Кристин Менжен (Университет Париж IV Сорбонна / Государственный ин­ститут истории искусств, Париж) представила радикально иной подход к про­блеме: более половины населения земного шара сегодня живет в городах, и это обстоятельство иначе ставит вопрос сохранения старой застройки. В противопо­ложность отдельным памятникам ткань и пространство города невоспроизводимы. Тем не менее исторические города возбуждают большой интерес публики. Однако это происходит в большей степени благодаря усилиям муниципальных инстанций, а не реставраторов. Для городских властей программа охраны архи­тектурного наследия играет двойную роль: она содействует сплочению населения и его идентификации с местностью и придает последней «прибавочную стои­мость», притягивающую зажиточных жителей и туристов.

В докладах Клементин Сесил (Организация «Спасем британское наследие» / Московское общество охраны архитектурного наследия) «Битва за спасение зна­менитого викторианского памятника, рынка Смитфилд в лондонском Сити» и Юрия Григоряна (Институт медиа, архитектуры и дизайна «Стрелка», Москва) «Старая и новая Москва» была сделана попытка интерпретировать теоретические схемы в практическом ключе. Григорян блестяще проанализировал развитие центра и периферии Москвы. На примере проекта реконструкции квартала за­вода «Красный Октябрь», который был разработан возглавляемым им бюро «Меганом» совместно со студентами МАРХИ, докладчик продемонстрировал воз­можности сочетания новой и исторической застройки. Два этих доклада показали возможности синтеза рассмотренных выше подходов к наследию: попытки про­фессионалов спасти исторические памятники от напора бизнес-структур в соче­тании с учетом стремительного развития городского центра. Кристин Менжен в докладе «Реновация старых городских кварталов: сохранение местного населе­ния или джентрификация?» подняла сходную тему, интерпретируя в социологи­ческом ключе два примера реставрации — города Сальвадор, бывшей столицы ко­лониальной Бразилии, построенной португальцами в XVI веке, и старинного парижского квартала Марэ.

----------

*Задание:* Продолжите отчет о докладах по сохранению исторической городской застройки, начав сразу после его последнего предложения. Строки ниже здесь никак не используются.

----------

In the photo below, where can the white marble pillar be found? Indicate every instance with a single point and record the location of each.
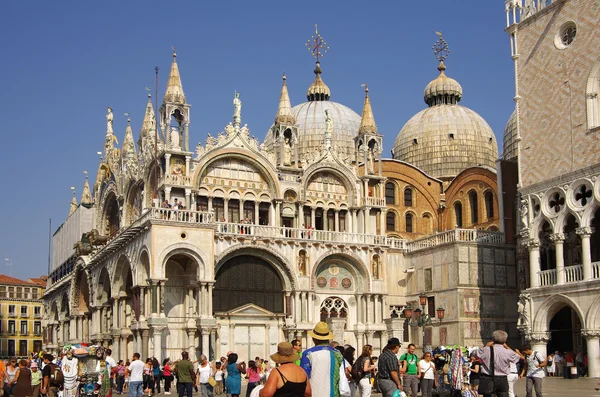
(559, 240)
(592, 338)
(534, 262)
(586, 254)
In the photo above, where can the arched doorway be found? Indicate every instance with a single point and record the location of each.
(249, 304)
(248, 279)
(565, 331)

----------

*Итоговый результат:*
Разрушительное действие капитала, вызванное алчностью и невежеством пред­принимателей, — черты, присущие не только современной эпохе. Об этом в докла­де «Становление гражданского общества и понятие национального наследия в до­революционной России» напомнила Ева Берар (Государственный центр научных исследований, Париж). Как ни странно, именно стремительная урбанизация и вторжение капитала, а заодно и укрепление русской городской буржуазии способ­ствовали осознанию на рубеже XIX—XX веков невосполнимости потерь, связан­ных с разрушением исторической застройки. Появление первых институтов граж­данского общества после Октябрьского манифеста 1905 года в значительной мере способствовало развитию как научных изысканий, так и общественной деятель­ности, направленной на охрану архитектурного наследия. Докладчица останови­лась на опыте двух групп, возникших вокруг журналов «Мир искусства» и «Ста­рые годы». Поколение Александра Бенуа, Сергея Дягилева, Николая Врангеля, Ильи Грабаря и Николая Рериха сумело добиться того, что осознание важнейшей роли архитектурного наследия в отечественной культуре вышло за рамки узкой среды специалистов и проникло в широкие круги общественности. Можно сказать, что с этой точки зрения сегодняшняя ситуация представляется менее радужной.

Доклад Рустама Рахматуллина («Архнадзор» / МАРХИ) был посвящен мос­ковской градозащитной деятельности 1990—2010-х годов. В последний день кон­ференции Рахматуллин провел для участников конференции экскурсию по Ко­ломенскому, показав как новодел — Царский дворец, так и старинные церкви этого ансамбля, и поделился своим неисчерпаемым знанием московской старины и любовью к ней. В рамках конференции докладчик рассказал о непростой исто­рии движения по охране памятников с 1991 года, очертив, таким образом, пре­дысторию сегодняшнего «Архнадзора». Становление общественного движения по охране памятников можно считать интереснейшей, но не вполне осознанной частью истории гражданского общества. При этом история движения почти не исследована: ее увлекательно рассказывают «старожилы», но фактически она до сих пор не написана. Как будто самоотверженные активисты не сознают, что их знание и опыт сами по себе являются частью становления архитектурного насле­дия и истории страны и что их дело нуждается в собственном «музее».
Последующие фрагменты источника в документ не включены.